- THE EXERCISE
Copy the lines below, from the first one through the line containing "xmin=1133 ymin=0 xmax=1277 ymax=451" inclusive, and raise every bounding-box coordinate by 127. Leave everything else in those lines unchanged.
··· INFORMATION PROVIDED ···
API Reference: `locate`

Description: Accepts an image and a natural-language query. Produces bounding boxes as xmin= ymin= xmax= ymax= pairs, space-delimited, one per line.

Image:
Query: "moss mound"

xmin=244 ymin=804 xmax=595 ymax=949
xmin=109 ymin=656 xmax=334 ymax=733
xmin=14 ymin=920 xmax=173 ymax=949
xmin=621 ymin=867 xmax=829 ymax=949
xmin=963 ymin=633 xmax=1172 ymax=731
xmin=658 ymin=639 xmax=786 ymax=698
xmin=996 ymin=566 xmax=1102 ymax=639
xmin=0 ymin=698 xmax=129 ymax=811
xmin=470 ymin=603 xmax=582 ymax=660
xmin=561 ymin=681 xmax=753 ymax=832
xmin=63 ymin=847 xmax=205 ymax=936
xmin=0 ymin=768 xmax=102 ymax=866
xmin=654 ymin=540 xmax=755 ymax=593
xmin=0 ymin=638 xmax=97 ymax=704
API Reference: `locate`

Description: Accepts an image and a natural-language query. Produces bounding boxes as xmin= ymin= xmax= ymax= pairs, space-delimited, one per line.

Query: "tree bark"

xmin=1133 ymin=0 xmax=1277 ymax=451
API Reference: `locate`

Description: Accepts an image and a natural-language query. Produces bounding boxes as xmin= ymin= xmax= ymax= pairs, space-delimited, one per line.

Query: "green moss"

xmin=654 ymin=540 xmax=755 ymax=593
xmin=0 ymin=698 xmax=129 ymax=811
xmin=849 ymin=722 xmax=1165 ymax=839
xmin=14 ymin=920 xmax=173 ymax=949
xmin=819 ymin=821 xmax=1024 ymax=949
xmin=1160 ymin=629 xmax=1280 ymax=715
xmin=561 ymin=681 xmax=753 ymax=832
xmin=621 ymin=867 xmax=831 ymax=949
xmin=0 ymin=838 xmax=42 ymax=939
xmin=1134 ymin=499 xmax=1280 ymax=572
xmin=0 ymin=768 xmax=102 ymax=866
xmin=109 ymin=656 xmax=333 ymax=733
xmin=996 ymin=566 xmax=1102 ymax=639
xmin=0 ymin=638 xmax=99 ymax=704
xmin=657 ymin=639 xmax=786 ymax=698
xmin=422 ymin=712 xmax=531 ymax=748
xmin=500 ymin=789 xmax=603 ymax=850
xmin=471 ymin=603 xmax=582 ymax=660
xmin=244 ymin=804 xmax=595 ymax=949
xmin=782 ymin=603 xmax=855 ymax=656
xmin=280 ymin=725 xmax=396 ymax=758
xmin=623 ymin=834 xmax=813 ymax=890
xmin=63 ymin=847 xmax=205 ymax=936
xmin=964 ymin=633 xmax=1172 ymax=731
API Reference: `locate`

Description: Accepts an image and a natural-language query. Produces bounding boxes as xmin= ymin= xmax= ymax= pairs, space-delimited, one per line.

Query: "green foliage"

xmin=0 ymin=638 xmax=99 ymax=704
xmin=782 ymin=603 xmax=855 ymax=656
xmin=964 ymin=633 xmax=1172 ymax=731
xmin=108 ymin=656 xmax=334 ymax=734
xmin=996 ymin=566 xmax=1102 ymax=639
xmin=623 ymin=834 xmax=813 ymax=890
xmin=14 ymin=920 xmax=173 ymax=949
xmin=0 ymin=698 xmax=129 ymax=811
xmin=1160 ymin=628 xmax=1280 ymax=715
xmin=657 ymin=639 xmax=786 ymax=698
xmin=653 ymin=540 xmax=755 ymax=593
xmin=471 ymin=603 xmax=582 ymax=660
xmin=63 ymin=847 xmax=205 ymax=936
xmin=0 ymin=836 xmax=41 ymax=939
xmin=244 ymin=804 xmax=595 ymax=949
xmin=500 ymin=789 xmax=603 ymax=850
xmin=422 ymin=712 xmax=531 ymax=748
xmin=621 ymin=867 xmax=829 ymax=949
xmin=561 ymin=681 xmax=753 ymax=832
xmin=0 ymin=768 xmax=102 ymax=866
···
- WRITTEN ANSWER
API Reference: `locate`

Description: Accepts an image and a natural-language query. Produces bounding boxes as xmin= ymin= xmax= ymax= pairs, space-delimited, one per line.

Image:
Query: "moss mound"

xmin=371 ymin=931 xmax=722 ymax=1076
xmin=236 ymin=783 xmax=461 ymax=860
xmin=141 ymin=1047 xmax=300 ymax=1076
xmin=748 ymin=994 xmax=956 ymax=1076
xmin=1090 ymin=760 xmax=1299 ymax=858
xmin=785 ymin=766 xmax=913 ymax=825
xmin=1123 ymin=693 xmax=1229 ymax=766
xmin=127 ymin=825 xmax=256 ymax=938
xmin=597 ymin=730 xmax=709 ymax=787
xmin=688 ymin=808 xmax=880 ymax=959
xmin=190 ymin=974 xmax=332 ymax=1063
xmin=127 ymin=895 xmax=229 ymax=993
xmin=781 ymin=667 xmax=882 ymax=720
xmin=127 ymin=765 xmax=224 ymax=831
API Reference: `locate`

Description: Accepts an image and a natural-language query. Produces bounding boxes as xmin= ymin= xmax= ymax= pairs, space-delimited, one per line.

Query: "tree bark"

xmin=1260 ymin=127 xmax=1404 ymax=578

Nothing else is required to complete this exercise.